##### 提示文

図2(a)は、打撃に基づく電圧波形の波形グラフであり、
図2(b)は、ノイズに基づく電圧波形の波形グラフである。なお、本実施形態では、
図2(b)の波形グラフは、スティックカウントノイズ(打撃用のスティックを打ち鳴らした場合に発生するノイズ)に基づくものである。
図2(a)及び(b)に示す波形グラフは、いずれも、縦軸が電圧を示し、横軸が時間を示す。ただし、横軸は、両グラフともに同じスケールであるが、縦軸は、
図2(a)のグラフの方が、
図2(b)のグラフより10倍程度大きいスケールとなっている。

##########

### 課題
1. 波形グラフの説明について、次の(a)〜(c)が内容と合っているかを判断せよ。それぞれ「はい」か「いいえ」で答え、決め手となる語句を本文から一字一句違えずに引用すること。
(a) 図2(b)の波形グラフは、打撃用のスティックを打ち鳴らした場合に発生するノイズに基づいている。
(b) 図2(a)と図2(b)では、横軸のスケールが異なる。
(c) 縦軸のスケールは、図2(b)のグラフの方が図2(a)のグラフより大きい。
2. 波形グラフの説明の続きを、最後の文の後から書き継げ。

##### 項目一覧

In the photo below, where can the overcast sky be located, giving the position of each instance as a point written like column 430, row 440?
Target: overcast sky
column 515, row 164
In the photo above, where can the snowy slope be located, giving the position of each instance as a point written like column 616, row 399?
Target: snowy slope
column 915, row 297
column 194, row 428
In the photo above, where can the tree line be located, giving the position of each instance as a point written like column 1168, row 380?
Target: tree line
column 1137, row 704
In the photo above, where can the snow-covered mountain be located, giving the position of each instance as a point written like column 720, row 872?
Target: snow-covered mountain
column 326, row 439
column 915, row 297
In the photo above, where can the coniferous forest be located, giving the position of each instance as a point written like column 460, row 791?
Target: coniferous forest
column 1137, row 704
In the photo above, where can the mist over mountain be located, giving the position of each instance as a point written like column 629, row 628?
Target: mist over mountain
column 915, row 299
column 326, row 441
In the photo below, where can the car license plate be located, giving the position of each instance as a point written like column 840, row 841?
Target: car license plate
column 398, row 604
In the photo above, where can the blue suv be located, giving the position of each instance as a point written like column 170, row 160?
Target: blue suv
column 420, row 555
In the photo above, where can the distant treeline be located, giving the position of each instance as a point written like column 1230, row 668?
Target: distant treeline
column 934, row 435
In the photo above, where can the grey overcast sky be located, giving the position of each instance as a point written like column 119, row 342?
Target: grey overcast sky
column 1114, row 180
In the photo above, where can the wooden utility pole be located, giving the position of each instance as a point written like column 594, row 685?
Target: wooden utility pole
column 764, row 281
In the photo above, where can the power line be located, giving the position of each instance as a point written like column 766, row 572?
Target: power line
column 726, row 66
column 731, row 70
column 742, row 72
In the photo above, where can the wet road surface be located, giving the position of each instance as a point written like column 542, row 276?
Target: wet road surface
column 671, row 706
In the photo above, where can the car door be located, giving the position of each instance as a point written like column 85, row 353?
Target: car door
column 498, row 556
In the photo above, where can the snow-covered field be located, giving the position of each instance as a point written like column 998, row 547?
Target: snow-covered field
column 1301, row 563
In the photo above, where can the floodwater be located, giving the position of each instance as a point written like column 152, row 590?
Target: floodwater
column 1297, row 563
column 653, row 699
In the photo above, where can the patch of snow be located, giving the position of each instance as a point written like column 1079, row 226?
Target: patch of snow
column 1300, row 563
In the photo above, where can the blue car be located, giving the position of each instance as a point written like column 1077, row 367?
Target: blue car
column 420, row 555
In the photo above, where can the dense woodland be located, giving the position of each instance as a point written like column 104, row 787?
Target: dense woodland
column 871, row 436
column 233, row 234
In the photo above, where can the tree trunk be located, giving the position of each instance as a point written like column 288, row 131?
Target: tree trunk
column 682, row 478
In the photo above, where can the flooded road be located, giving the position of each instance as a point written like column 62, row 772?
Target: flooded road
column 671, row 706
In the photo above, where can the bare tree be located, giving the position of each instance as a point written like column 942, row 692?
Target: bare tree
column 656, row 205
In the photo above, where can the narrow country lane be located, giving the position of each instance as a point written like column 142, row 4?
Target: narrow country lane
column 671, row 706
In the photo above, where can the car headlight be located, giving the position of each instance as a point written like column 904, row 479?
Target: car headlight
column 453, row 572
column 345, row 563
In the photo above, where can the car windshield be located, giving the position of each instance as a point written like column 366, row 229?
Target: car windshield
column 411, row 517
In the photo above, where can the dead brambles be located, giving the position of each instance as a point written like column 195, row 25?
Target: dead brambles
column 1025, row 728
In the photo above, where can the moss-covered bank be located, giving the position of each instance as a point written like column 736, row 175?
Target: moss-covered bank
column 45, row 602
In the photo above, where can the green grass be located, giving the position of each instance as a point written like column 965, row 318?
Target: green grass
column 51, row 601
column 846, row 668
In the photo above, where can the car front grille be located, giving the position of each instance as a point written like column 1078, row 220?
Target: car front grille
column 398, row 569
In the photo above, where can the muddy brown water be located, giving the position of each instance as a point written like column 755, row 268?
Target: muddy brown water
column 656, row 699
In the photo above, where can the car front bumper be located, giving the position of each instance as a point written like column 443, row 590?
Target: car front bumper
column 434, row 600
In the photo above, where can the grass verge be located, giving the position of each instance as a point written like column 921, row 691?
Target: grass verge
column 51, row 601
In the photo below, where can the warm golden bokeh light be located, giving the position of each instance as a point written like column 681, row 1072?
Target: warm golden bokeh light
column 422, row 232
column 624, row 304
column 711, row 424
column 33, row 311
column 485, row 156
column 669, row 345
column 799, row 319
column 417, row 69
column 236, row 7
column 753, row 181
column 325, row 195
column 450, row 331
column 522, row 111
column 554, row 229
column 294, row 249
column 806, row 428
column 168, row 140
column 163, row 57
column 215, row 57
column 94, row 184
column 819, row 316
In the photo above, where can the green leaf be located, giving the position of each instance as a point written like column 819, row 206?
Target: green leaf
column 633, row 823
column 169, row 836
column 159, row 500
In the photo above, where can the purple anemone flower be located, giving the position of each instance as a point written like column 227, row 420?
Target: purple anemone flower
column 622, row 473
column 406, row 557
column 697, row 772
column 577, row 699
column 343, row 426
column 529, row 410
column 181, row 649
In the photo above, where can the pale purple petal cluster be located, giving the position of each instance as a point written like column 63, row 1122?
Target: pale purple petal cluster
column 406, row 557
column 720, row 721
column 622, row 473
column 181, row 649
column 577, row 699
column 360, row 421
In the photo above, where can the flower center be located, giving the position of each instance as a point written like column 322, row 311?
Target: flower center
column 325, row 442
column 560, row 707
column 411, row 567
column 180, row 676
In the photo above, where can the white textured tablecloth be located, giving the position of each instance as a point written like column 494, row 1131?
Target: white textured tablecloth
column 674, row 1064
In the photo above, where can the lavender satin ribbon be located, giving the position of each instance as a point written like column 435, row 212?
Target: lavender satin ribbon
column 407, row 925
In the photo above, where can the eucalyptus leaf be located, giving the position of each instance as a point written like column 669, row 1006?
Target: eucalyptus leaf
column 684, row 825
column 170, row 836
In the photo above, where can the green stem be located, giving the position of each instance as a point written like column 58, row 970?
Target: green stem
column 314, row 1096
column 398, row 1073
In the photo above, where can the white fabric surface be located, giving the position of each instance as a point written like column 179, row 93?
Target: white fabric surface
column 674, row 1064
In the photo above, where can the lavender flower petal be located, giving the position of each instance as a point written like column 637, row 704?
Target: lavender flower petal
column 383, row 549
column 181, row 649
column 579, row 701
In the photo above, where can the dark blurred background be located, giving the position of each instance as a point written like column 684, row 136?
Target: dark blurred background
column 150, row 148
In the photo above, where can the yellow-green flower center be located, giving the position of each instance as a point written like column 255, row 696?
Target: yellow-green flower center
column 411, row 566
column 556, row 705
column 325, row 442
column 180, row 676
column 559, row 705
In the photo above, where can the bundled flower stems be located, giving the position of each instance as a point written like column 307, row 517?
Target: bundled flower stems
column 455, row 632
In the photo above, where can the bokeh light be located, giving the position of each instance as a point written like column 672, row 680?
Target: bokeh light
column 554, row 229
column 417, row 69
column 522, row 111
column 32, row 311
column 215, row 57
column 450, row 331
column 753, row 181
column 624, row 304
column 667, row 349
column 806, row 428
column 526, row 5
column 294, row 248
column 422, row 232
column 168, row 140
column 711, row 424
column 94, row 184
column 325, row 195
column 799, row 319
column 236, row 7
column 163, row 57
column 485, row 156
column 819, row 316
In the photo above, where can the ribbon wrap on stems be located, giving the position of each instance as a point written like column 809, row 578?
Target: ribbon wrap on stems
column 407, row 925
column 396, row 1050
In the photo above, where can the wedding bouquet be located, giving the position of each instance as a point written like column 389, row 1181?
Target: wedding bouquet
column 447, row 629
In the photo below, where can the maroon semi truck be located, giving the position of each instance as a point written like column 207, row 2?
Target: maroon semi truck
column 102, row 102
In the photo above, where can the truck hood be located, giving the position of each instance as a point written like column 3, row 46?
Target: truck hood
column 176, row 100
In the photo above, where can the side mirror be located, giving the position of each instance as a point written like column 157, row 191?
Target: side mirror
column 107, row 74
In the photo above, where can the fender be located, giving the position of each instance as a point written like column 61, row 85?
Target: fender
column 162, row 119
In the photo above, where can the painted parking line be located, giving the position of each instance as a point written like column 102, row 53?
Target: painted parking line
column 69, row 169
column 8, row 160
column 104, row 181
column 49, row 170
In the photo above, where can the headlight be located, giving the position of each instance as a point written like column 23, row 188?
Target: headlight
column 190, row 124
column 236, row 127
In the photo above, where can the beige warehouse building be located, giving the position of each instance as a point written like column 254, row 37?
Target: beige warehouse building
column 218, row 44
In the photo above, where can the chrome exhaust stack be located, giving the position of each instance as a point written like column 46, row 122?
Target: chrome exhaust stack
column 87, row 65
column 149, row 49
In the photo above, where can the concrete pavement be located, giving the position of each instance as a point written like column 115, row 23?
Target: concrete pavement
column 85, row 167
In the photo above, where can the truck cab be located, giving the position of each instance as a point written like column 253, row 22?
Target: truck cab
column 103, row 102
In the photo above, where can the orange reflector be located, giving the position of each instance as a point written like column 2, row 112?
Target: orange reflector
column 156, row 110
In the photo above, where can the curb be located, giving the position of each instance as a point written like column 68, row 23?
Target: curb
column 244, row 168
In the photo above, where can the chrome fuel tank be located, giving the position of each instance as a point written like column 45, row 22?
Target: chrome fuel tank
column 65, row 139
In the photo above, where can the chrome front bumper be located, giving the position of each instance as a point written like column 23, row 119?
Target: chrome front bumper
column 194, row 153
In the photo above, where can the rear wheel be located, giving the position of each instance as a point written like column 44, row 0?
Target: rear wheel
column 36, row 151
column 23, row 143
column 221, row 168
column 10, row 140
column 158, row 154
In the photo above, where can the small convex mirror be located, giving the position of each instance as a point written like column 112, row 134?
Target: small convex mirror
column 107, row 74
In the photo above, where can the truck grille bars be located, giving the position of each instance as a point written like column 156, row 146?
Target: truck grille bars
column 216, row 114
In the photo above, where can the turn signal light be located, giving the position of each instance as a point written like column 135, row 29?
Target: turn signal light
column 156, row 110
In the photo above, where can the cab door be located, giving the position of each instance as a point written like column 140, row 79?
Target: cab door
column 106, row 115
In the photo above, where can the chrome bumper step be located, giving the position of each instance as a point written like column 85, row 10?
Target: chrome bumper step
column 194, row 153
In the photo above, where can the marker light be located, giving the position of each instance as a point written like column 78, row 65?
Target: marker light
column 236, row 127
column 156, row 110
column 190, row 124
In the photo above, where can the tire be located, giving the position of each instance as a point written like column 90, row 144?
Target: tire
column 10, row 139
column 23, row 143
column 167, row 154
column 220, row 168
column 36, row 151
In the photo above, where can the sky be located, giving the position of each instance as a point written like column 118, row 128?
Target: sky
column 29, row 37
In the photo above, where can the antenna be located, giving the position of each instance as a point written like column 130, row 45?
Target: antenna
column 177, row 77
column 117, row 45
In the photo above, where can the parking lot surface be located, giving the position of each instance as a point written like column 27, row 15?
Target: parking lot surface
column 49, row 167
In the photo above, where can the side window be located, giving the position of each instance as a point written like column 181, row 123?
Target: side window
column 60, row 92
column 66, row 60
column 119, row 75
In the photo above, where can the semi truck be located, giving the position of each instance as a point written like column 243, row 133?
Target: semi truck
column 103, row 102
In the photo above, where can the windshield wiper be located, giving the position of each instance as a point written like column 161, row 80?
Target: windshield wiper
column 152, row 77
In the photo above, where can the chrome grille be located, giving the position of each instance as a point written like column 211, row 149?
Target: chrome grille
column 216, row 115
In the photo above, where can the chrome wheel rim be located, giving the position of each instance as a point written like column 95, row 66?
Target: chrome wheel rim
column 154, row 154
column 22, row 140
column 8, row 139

##########

### 解答
1.
(a) はい。「スティックカウントノイズ(打撃用のスティックを打ち鳴らした場合に発生するノイズ)に基づくものである」
(b) いいえ。「横軸は、両グラフともに同じスケールである」
(c) いいえ。「図2(a)のグラフの方が、図2(b)のグラフより10倍程度大きいスケールとなっている」

2.
【0031】
図2(a)に示すように、打撃に基づく電圧波形は、波形の出力開始時刻t0から、ピークホールド期間に相当する2msec後の時刻t1までの期間内に、電圧がゼロの点を通過して正又は負の値となること(即ち、ゼロクロス)が1回も生じていない。その一方で、
図2(b)に示すように、ノイズに基づく電圧波形は、波形の出力開始時刻t0から、時刻t1までの期間(2msec)内に、多数のゼロクロスが生じている。
【0032】
図2(a)及び(b)の波形グラフによれば、打撃に基づく電圧波形と、ノイズに基づく電圧波形とでは、出力開始後の所定期間(ここでは、2msec)内におけるゼロクロスの回数が大きく異なることが明白である。
【0033】
図3は、振動センサ51aから出力される電圧波形(即ち、入力部15から入力される入力波形)のピークレベルと、その電圧波形のゼロクロス回数との関係を示すグラフである。なお、
図3のピークレベル及びゼロクロス回数は、いずれも、電圧波形の出力開始(入力波形の入力開始)から所定期間内におけるピークレベル及びゼロクロス回数である。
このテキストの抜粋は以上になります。